_Task objective_
Your answer should consist of each line below that includes the word "support".

_Input data_
• • • • •
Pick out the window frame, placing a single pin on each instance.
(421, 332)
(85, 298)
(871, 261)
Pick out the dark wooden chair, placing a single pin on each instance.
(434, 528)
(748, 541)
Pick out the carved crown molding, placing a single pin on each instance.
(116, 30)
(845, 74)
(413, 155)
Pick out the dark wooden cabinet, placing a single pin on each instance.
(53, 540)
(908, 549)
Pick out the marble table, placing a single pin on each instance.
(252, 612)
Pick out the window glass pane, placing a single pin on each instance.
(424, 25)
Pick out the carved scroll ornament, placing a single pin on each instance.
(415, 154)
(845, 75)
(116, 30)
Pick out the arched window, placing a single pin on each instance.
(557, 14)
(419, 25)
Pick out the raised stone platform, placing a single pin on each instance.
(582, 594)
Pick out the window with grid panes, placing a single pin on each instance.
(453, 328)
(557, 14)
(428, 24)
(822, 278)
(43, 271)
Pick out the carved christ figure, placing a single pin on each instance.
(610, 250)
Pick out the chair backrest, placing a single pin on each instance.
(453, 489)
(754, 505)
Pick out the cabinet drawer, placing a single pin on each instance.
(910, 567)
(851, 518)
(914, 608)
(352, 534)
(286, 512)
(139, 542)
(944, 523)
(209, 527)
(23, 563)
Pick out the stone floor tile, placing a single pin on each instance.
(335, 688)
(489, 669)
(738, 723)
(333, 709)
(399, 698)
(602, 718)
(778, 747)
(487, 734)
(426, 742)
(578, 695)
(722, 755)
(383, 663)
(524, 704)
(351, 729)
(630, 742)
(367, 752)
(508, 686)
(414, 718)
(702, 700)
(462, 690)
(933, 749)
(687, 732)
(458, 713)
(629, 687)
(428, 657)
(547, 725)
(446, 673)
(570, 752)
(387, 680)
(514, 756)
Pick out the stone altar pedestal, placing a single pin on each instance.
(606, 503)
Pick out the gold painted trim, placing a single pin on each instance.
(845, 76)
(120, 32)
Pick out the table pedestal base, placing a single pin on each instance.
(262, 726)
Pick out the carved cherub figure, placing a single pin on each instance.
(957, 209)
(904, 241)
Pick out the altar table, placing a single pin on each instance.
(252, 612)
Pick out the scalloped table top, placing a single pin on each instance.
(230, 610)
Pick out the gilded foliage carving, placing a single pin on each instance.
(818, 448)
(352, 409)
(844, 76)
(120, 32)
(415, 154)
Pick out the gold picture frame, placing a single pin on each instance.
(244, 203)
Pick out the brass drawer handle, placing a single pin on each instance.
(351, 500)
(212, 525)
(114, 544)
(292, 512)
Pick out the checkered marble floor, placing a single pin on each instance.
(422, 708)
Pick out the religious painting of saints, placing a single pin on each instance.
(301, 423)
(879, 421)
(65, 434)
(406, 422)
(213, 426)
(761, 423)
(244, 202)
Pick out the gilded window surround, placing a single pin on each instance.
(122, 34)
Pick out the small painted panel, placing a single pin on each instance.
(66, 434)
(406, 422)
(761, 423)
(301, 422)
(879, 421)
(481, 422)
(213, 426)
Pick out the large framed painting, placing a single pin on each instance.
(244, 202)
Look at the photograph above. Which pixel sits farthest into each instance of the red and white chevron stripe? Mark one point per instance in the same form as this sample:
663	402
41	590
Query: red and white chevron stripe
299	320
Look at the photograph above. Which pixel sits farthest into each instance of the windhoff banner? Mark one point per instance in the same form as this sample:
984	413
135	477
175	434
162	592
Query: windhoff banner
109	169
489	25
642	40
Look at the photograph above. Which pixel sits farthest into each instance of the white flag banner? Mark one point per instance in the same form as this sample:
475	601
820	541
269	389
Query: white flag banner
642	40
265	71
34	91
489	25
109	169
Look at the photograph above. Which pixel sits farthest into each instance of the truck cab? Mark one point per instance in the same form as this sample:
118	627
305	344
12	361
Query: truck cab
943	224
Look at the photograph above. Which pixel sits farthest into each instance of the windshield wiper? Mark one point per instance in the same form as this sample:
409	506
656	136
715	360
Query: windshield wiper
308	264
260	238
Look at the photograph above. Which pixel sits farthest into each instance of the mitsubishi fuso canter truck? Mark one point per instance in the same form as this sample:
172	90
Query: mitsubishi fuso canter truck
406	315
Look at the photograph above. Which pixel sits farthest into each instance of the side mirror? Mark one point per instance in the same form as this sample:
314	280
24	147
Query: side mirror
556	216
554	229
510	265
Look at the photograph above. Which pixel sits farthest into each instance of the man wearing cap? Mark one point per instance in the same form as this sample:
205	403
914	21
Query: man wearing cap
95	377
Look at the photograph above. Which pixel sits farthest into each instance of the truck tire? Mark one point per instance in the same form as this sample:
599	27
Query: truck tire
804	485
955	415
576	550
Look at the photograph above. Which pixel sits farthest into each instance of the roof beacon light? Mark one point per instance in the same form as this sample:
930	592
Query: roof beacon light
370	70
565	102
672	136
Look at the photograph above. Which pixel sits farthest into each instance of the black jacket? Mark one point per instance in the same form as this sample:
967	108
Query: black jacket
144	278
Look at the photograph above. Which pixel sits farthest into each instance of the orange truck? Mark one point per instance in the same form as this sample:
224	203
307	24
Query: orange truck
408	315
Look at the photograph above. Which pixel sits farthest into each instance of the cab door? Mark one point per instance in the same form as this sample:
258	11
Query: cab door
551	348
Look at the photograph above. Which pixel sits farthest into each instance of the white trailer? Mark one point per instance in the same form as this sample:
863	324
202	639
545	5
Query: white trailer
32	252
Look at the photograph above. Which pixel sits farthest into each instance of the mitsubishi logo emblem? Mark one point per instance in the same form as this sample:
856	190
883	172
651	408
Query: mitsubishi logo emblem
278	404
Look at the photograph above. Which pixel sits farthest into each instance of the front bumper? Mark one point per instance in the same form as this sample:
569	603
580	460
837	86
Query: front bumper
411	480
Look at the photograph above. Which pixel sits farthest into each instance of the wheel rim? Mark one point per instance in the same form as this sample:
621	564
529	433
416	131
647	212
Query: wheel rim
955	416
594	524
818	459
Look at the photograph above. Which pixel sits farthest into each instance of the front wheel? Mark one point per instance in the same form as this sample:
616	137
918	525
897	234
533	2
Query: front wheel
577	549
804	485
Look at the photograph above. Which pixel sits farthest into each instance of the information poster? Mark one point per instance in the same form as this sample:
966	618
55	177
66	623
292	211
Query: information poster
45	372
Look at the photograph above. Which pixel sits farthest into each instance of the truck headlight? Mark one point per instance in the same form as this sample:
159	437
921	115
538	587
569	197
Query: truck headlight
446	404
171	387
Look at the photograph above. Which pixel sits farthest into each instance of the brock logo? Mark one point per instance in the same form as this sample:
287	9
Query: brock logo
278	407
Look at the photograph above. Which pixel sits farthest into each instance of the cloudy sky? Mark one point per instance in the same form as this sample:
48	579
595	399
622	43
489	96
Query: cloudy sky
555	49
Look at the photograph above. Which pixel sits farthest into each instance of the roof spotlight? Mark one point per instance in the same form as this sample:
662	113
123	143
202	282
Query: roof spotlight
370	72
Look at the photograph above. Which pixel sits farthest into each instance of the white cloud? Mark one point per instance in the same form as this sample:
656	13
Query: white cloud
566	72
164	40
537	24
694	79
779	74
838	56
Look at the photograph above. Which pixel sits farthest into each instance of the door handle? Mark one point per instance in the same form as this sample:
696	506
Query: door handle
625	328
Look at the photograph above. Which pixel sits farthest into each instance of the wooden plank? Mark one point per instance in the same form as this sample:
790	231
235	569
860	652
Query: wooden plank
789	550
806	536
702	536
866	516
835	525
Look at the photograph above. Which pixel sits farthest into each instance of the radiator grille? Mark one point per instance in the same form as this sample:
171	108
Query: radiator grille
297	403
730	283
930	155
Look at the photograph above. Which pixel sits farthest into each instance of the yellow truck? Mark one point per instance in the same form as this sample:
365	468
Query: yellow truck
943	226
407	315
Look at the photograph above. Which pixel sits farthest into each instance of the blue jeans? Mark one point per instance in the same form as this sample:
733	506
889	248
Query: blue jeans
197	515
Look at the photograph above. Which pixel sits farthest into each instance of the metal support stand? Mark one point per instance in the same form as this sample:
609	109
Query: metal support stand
• • • • •
_Result below_
Look at the photograph above. Which pixel sits farthest into each instance of the metal support stand? Mark one point per instance in the same form as this sample:
Query: metal support stand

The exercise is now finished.